Pointing records for named objects |
-*-*-

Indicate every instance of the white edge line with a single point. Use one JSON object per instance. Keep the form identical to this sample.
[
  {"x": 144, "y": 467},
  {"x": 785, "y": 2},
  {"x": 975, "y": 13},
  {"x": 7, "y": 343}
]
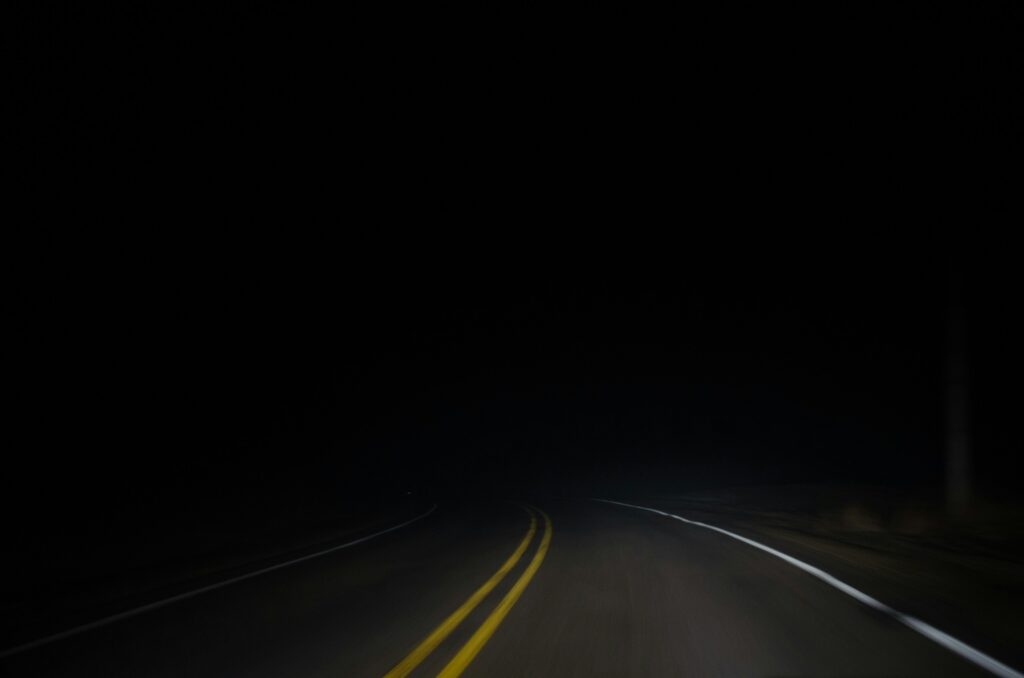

-*-*-

Instructions for the task |
Write out every line of the material above word for word, leaving out the pictures.

Final answer |
Indicate every instance of the white edge line with a single point. Use one JSON object per instance. Keep the form identical to this sample.
[
  {"x": 144, "y": 467},
  {"x": 785, "y": 2},
  {"x": 975, "y": 13},
  {"x": 7, "y": 343}
]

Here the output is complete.